PROMPT:
Rewrite the data below from the line with "the wooden wall" to the line with "the window valance", putting "marker" in place of "pin" and changing nothing else. Return only those lines.

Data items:
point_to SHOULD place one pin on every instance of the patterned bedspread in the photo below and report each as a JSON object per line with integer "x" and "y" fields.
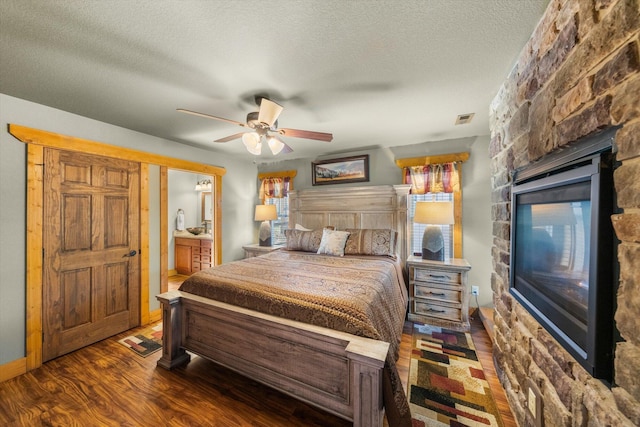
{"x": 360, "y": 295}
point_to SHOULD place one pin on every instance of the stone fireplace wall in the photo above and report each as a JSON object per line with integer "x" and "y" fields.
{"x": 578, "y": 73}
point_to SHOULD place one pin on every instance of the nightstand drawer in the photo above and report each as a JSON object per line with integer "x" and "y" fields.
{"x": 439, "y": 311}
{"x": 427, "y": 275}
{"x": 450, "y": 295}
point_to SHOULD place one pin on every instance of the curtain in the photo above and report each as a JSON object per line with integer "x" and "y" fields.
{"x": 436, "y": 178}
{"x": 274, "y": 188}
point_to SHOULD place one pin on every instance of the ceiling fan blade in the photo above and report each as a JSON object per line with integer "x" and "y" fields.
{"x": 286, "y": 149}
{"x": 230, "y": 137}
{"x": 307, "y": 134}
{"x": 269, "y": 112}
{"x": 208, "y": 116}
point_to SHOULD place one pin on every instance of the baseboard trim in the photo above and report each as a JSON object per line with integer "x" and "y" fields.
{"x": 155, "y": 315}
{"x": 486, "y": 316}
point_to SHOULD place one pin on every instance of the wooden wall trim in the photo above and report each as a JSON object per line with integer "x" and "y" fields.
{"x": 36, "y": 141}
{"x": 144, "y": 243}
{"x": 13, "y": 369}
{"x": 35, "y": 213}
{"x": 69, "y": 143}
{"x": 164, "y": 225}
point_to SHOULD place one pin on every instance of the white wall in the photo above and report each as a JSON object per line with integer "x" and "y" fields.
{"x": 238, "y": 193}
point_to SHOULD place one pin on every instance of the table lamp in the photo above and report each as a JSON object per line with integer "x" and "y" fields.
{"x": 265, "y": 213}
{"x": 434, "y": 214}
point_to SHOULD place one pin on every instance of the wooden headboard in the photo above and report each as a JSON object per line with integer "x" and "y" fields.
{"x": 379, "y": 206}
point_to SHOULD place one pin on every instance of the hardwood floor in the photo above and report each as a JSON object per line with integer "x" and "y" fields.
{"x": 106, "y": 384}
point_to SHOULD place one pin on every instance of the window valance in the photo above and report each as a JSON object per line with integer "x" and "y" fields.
* * *
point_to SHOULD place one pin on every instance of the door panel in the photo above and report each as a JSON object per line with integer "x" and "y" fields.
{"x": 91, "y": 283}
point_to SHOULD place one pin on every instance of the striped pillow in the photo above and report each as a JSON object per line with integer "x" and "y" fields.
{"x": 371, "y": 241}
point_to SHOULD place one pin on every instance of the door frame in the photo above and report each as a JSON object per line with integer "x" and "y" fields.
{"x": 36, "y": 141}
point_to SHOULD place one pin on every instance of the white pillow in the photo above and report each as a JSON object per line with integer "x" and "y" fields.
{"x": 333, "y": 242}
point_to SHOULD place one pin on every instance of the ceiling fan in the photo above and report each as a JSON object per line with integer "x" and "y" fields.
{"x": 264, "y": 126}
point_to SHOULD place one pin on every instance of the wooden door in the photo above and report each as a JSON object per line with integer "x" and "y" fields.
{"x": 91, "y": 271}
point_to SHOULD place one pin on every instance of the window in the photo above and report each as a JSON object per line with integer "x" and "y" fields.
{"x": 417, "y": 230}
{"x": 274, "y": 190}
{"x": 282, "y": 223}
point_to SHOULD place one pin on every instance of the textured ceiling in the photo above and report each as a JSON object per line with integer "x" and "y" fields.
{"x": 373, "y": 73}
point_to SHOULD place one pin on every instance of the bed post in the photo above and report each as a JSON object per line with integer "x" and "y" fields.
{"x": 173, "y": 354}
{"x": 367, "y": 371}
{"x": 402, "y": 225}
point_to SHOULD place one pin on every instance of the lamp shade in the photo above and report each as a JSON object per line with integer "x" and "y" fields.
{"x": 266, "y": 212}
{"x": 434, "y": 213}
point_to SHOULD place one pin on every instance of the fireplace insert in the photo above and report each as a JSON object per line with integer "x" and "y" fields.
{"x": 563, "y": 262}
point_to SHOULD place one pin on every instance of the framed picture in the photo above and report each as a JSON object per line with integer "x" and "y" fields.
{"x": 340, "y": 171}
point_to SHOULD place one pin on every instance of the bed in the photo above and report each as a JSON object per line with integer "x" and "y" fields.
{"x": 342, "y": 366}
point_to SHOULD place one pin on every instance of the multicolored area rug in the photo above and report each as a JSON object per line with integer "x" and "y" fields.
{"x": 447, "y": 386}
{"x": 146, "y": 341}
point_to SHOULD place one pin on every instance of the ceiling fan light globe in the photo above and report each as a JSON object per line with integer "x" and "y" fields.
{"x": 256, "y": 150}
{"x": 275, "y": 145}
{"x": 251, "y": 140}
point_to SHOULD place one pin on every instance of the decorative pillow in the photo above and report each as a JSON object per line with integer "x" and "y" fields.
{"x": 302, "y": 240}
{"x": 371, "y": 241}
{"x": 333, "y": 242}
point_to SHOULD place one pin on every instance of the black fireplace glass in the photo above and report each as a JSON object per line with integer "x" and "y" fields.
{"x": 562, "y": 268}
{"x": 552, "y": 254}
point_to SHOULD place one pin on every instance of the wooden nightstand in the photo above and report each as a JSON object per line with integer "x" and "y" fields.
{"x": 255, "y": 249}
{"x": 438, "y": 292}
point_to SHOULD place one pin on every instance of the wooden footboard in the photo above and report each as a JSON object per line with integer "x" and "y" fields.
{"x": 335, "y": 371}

EXERCISE RESPONSE:
point_to SHOULD place one marker on every instance of the wooden wall trim in the photo above and report each as a JSON object per line with integer "x" and "y" fields.
{"x": 36, "y": 141}
{"x": 144, "y": 243}
{"x": 13, "y": 369}
{"x": 35, "y": 213}
{"x": 69, "y": 143}
{"x": 164, "y": 225}
point_to SHOULD place one marker on every instance of the white wall in the photo above and report each as a JSON object per line with integer "x" and "y" fields.
{"x": 238, "y": 193}
point_to SHOULD place one marker on every instance of the table lamp in the photo above and report each as a JSON object per line with integer "x" and "y" fields.
{"x": 265, "y": 213}
{"x": 434, "y": 214}
point_to SHOULD place one marker on every instance of the wooden headboard in the photo above and report each as a JSON object per line with integer "x" and "y" fields.
{"x": 379, "y": 206}
point_to SHOULD place one marker on every instance of the hardwood floor in the photo above and report each as a JSON object per line with integer "x" and "y" fields.
{"x": 106, "y": 384}
point_to SHOULD place one marker on every instance of the window valance in the photo above and report each as a JSON object per line with integer "x" and "y" fields.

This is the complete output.